* **Textauszug**:

Das erste weist uns hin auf Altkeltisches, das ihn irgendwie durchblutet und ihn zurückführt in den dritten nachatlantischen Zeitraum, denn das Keltische im Norden führt zurück in dasjenige, was wir kennengelernt haben als den dritten nachatlantischen Zeitraum. Dann finden wir den vierten nachatlantischen Zeitraum im romanischen, den fünften im germanischen Elemente. Aus den drei Zeiträumen und ihren Impulsen setzt Carducci die Elemente in Dantes Seele zusammen, so dass wir also wirklich drei Schichten haben, welche nebeneinander oder vielmehr übereinander gelagert sind: dritter, vierter, fünfter Zeitraum, keltisch, romanisch, germanisch. Gute Dante-Forscher haben viele Bemühungen angestellt, um dahinterzukommen, wie Dante von der geistigen Welt aus sein Blut in der Weise hat mischen können, dass es ein derartig zusammengesetztes wurde. Sie haben es natürlich nicht mit diesen Worten ausgesprochen, wie ich es jetzt sage, aber sie haben diese Bemühungen angestellt, und manches ist, wie man glaubt, dadurch zustande gekommen, dass ein gutes Stück von Dantes Vorfahrenschaft in Graubünden zu finden ist. Das kann die Geschichte schon bis zu einem gewissen Grade bestätigen: Nach allen Windrichtungen hin, aber auch nach dieser Gegend, wo so viel Blutmischung stattgefunden hat, weist der Vorfahrenzug Dantes hin.

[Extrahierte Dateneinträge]
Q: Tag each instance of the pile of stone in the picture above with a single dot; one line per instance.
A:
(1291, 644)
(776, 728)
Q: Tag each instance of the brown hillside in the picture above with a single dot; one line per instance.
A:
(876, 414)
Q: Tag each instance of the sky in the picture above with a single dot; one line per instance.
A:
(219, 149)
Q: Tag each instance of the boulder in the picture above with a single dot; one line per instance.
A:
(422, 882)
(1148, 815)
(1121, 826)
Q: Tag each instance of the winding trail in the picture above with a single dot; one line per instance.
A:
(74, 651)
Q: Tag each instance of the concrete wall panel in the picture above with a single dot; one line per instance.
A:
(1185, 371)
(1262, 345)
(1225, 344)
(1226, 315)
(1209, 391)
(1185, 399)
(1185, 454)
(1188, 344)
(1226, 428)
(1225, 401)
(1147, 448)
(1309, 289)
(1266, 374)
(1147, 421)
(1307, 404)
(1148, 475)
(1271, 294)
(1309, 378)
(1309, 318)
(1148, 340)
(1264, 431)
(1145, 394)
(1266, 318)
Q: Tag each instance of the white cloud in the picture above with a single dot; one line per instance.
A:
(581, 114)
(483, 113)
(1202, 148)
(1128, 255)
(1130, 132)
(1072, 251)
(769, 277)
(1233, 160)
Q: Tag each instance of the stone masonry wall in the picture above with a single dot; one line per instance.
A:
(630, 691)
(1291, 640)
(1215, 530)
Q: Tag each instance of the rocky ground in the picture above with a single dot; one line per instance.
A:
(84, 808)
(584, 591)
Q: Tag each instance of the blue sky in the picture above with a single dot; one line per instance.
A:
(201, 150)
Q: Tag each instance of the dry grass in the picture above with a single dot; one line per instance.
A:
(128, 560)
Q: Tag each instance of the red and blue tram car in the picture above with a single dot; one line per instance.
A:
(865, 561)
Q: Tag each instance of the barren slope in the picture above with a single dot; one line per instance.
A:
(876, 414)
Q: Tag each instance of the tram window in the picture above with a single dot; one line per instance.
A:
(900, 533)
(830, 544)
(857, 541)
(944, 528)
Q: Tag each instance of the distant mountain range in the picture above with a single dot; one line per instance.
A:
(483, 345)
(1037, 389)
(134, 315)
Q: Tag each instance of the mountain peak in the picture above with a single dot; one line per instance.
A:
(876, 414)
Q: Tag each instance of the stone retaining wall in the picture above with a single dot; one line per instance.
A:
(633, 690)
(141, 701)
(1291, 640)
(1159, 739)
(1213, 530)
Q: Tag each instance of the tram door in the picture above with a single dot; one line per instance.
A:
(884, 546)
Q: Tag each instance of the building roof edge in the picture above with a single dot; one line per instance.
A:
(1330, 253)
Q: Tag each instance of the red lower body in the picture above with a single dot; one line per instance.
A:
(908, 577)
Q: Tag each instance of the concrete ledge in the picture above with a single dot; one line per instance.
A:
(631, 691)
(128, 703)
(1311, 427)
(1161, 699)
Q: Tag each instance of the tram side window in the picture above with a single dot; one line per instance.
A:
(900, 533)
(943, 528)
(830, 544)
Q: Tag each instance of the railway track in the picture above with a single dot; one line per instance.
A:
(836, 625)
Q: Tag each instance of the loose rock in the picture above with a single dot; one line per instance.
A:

* **Aufgaben**:
[1] Gib alles von der Zeile mit „Q: Tag each instance of the railway“ bis hinunter zum Schluss der Einträge vollständig noch einmal wieder und erhöhe dabei jede Koordinate in den Antworten um 46.
[2] Führe den Textauszug über Dantes Vorfahren und ihre Blutmischung nach seinem letzten Satz weiter.

* **Lösungen**:
[1]
Q: Tag each instance of the railway track in the picture above with a single dot; one line per instance.
A:
(882, 671)
Q: Tag each instance of the loose rock in the picture above with a single dot; one line per instance.
A:

[2]
Wir sehen so, wie an einer einzelnen Persönlichkeit das merkwürdige Zusammenwirken der drei Schichten europäischer Menschheitsentwickelung zutage tritt. Und Sie sehen, ein Mann wie Carducci, der dieses Urteil nicht gefällt hat unter dem Einfluss der heutigen völkischen Tollheit, sondern aus einer gewissen Objektivität heraus, weist auf dasjenige hin, was bei Dante zugrunde liegt.« (GA 173, Dornach, 17. Dezember 1916)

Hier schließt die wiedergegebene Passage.